• WHAT IS BEING ASKED
Return the data below exactly, but only from the line containing "Task: put a point on every instance of the pink" through the line containing "Task: put a point on every instance of the elderly", with both of those lines included.

Stored data entries

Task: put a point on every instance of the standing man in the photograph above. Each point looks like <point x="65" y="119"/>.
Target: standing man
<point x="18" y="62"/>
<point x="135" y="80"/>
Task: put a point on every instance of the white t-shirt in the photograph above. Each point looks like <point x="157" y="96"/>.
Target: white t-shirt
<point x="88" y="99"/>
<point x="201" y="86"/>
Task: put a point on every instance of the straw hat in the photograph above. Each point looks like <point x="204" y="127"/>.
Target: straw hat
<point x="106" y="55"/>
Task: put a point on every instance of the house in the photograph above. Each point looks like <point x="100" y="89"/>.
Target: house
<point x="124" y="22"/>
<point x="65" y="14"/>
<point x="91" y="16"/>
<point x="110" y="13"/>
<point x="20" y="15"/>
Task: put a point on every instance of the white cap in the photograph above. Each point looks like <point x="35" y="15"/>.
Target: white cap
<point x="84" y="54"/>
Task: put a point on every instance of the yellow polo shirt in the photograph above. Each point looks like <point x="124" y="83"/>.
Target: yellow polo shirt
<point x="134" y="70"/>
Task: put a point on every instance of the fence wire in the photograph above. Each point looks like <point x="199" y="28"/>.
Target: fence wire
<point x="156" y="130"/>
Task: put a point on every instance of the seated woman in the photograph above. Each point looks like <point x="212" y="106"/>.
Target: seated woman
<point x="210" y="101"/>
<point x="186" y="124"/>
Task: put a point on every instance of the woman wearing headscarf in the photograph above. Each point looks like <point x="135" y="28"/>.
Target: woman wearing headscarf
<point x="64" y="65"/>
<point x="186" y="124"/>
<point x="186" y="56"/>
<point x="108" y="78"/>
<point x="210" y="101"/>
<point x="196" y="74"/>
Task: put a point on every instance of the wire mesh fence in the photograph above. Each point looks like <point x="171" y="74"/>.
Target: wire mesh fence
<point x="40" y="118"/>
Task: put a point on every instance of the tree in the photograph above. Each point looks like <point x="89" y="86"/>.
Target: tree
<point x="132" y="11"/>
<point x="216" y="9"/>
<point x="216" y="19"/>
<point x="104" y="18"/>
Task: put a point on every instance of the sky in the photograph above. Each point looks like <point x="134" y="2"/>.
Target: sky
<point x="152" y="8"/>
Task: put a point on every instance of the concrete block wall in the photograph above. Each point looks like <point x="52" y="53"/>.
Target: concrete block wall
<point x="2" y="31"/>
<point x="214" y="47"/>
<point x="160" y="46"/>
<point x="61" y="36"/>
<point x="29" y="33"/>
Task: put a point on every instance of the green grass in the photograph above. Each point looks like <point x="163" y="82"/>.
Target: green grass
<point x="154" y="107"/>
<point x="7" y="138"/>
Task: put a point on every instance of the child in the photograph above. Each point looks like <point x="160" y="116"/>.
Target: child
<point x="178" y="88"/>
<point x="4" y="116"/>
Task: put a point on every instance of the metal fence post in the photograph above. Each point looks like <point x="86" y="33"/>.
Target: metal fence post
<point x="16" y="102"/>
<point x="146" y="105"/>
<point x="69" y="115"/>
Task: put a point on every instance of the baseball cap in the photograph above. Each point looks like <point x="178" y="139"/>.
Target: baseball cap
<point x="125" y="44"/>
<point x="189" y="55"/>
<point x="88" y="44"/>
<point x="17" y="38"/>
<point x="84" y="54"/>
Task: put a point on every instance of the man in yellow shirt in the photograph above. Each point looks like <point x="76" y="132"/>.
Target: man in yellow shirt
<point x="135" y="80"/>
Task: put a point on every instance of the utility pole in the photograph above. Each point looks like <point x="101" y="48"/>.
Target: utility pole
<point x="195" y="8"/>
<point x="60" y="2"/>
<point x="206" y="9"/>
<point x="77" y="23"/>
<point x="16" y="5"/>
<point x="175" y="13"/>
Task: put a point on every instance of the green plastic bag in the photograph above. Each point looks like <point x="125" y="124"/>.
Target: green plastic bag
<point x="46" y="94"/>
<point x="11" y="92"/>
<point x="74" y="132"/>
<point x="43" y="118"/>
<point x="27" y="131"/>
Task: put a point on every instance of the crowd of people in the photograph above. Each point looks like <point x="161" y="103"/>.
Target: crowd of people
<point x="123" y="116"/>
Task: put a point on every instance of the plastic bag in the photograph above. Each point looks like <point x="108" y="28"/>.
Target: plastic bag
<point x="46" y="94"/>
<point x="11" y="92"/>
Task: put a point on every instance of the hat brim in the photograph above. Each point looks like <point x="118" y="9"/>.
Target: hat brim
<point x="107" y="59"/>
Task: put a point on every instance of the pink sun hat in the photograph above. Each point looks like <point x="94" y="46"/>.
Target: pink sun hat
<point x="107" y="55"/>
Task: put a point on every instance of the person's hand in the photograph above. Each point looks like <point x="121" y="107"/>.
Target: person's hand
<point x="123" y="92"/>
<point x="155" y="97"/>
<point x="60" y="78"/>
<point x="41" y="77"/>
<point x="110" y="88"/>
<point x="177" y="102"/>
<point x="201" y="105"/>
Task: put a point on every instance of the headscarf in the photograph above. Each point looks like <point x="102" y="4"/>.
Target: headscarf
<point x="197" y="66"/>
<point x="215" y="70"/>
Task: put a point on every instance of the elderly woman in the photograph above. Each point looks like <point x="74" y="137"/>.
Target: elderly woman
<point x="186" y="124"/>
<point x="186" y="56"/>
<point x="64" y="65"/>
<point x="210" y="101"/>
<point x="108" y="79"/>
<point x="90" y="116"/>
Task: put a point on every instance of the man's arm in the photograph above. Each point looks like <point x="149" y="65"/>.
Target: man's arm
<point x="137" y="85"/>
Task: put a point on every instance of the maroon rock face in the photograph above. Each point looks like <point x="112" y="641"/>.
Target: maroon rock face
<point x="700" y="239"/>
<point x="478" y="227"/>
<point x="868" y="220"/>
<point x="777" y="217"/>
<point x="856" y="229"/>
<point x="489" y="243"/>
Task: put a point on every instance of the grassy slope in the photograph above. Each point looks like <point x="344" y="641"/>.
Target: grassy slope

• SOLUTION
Task: put a point on every instance of the pink sun hat in the photograph above. Each point looks like <point x="94" y="46"/>.
Target: pink sun hat
<point x="107" y="55"/>
Task: put a point on every instance of the person's hand in the photograph above. Each point looks like <point x="121" y="107"/>.
Target: person's hand
<point x="123" y="92"/>
<point x="155" y="97"/>
<point x="60" y="78"/>
<point x="41" y="77"/>
<point x="110" y="88"/>
<point x="177" y="102"/>
<point x="201" y="105"/>
Task: put a point on every instance of the headscarf in the photograph above. Each point looks like <point x="102" y="4"/>.
Target: headscarf
<point x="197" y="66"/>
<point x="215" y="70"/>
Task: put a point on every instance of the elderly woman in the photograph above. Each point looks like <point x="74" y="137"/>.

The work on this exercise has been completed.